[Start of Attachment]

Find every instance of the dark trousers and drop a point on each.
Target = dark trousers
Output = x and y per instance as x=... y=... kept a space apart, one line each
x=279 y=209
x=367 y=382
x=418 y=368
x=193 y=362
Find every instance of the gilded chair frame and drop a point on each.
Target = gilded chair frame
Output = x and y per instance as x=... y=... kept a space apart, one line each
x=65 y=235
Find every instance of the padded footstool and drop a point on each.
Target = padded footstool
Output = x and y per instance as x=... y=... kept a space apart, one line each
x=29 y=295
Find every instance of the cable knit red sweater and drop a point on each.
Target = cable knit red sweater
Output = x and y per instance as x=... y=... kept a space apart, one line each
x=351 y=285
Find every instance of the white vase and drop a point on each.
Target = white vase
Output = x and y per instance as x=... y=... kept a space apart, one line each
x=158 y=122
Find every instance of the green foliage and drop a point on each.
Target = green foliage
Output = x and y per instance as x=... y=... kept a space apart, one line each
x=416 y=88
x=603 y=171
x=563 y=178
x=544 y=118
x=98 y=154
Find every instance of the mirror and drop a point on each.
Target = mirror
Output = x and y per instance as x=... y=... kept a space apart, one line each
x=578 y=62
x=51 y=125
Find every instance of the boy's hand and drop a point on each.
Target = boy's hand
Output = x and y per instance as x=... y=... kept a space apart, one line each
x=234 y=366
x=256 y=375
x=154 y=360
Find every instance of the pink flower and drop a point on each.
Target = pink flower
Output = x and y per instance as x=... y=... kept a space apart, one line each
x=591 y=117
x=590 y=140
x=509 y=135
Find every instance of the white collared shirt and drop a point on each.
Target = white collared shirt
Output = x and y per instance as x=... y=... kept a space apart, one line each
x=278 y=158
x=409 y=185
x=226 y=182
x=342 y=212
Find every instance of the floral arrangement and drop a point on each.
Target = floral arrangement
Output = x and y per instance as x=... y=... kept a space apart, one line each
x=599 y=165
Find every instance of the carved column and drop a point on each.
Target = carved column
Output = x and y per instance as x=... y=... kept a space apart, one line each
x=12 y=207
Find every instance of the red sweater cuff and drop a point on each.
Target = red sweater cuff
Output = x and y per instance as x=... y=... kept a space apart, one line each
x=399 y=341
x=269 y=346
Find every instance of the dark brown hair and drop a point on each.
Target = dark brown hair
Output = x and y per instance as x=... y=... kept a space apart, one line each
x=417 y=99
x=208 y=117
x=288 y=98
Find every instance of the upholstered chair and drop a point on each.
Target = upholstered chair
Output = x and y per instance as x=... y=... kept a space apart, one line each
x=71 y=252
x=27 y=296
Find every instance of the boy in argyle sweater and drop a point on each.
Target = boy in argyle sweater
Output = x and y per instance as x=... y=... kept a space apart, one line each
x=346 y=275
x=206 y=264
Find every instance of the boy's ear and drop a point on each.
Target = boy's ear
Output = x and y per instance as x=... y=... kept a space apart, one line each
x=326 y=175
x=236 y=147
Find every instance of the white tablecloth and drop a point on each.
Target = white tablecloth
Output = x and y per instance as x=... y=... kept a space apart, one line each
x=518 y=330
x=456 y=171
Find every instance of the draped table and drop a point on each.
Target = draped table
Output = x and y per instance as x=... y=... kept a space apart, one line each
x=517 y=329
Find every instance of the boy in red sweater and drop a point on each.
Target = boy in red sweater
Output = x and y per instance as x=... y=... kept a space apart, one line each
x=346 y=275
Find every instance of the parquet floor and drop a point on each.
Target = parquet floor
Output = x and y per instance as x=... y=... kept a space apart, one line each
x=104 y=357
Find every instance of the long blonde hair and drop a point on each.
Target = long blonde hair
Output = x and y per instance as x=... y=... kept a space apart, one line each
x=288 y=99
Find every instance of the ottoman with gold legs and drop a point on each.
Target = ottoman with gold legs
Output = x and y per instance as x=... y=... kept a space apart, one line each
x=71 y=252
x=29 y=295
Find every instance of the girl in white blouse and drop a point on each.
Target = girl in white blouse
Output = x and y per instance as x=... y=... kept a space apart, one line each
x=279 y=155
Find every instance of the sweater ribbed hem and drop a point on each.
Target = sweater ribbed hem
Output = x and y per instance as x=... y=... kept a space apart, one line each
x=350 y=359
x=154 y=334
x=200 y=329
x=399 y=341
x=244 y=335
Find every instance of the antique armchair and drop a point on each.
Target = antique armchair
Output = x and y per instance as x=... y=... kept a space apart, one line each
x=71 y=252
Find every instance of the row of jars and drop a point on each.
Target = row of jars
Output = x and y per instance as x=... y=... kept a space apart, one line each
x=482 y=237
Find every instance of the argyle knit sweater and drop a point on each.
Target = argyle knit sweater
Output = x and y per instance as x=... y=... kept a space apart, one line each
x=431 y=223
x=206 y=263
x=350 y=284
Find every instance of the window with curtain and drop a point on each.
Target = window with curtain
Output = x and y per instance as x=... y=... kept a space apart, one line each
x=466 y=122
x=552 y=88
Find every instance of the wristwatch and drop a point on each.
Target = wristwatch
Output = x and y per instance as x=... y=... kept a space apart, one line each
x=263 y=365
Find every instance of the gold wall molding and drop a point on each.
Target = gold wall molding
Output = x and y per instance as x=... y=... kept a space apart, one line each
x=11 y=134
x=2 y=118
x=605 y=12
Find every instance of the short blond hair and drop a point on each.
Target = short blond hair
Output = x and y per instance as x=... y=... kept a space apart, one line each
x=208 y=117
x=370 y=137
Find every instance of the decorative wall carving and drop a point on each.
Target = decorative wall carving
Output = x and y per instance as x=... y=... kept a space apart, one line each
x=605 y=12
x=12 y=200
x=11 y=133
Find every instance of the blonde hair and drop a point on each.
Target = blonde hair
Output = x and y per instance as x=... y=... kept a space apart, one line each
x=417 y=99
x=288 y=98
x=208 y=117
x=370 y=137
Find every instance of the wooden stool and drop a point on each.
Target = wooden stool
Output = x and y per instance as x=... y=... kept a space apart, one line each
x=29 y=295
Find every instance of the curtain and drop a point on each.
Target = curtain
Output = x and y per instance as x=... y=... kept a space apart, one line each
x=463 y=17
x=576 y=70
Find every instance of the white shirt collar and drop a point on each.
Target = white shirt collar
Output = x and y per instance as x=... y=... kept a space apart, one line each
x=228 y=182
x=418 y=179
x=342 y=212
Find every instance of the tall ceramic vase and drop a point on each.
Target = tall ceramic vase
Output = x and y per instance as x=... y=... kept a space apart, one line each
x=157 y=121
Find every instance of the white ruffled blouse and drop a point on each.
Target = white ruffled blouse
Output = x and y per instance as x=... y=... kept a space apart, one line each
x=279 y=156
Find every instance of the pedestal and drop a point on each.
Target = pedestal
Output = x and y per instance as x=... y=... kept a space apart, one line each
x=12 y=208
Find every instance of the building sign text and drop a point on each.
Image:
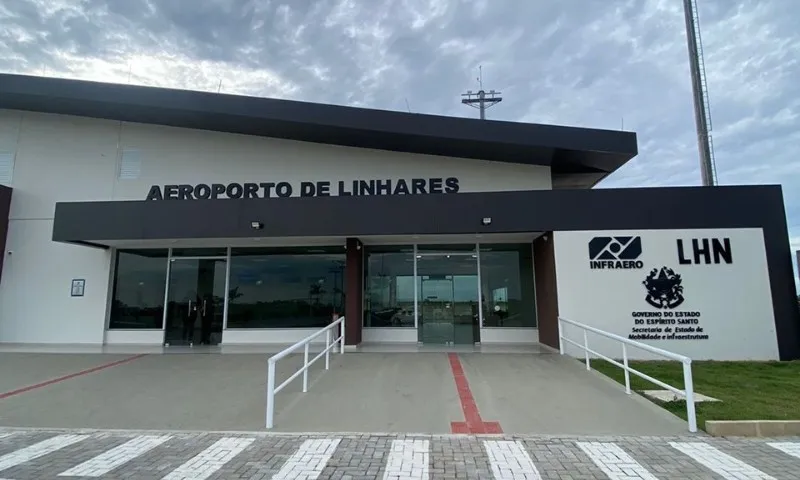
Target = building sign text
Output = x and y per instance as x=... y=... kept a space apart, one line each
x=202 y=191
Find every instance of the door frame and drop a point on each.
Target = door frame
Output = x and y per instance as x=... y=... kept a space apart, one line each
x=476 y=254
x=170 y=259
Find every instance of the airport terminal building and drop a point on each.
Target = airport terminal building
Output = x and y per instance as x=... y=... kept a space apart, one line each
x=148 y=216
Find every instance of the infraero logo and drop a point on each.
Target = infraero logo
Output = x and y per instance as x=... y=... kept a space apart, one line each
x=615 y=253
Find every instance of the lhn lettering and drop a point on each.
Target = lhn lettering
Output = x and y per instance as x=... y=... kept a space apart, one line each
x=706 y=251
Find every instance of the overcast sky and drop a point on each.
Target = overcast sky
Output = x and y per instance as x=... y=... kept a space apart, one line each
x=598 y=63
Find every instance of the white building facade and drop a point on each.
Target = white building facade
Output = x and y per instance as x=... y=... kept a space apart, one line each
x=155 y=223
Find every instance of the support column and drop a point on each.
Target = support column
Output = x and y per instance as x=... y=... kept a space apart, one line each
x=544 y=265
x=354 y=290
x=5 y=207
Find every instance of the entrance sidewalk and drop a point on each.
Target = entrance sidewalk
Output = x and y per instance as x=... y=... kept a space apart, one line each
x=362 y=392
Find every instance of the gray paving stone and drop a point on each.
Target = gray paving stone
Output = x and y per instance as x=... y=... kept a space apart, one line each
x=364 y=456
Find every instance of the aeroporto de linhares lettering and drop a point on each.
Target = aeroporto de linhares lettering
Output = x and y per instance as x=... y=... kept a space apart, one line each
x=202 y=191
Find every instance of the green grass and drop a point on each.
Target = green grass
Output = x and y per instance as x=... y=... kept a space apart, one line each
x=748 y=390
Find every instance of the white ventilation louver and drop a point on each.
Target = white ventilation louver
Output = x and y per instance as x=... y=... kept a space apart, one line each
x=6 y=167
x=130 y=165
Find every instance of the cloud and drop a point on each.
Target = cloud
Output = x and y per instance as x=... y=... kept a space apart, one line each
x=608 y=64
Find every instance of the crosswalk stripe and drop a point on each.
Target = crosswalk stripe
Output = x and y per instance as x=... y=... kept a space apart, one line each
x=614 y=461
x=309 y=460
x=719 y=461
x=111 y=459
x=408 y=459
x=791 y=448
x=38 y=449
x=205 y=463
x=510 y=461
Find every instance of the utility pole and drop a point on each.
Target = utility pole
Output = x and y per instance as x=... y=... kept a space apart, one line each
x=482 y=99
x=702 y=109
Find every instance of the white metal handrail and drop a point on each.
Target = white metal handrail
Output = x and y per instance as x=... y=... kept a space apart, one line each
x=272 y=389
x=688 y=384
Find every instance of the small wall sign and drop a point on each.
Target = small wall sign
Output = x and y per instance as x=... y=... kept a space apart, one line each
x=78 y=287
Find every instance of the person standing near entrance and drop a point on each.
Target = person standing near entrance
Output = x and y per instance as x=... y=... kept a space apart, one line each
x=206 y=317
x=189 y=320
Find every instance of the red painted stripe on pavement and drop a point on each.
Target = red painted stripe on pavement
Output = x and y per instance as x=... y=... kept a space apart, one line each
x=474 y=423
x=71 y=375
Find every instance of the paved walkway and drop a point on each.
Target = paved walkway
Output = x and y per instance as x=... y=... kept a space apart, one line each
x=426 y=392
x=50 y=454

[End of Attachment]

What you will do:
Lines with the string "support": say how many appear in the entries above, giving the number alone.

The answer:
2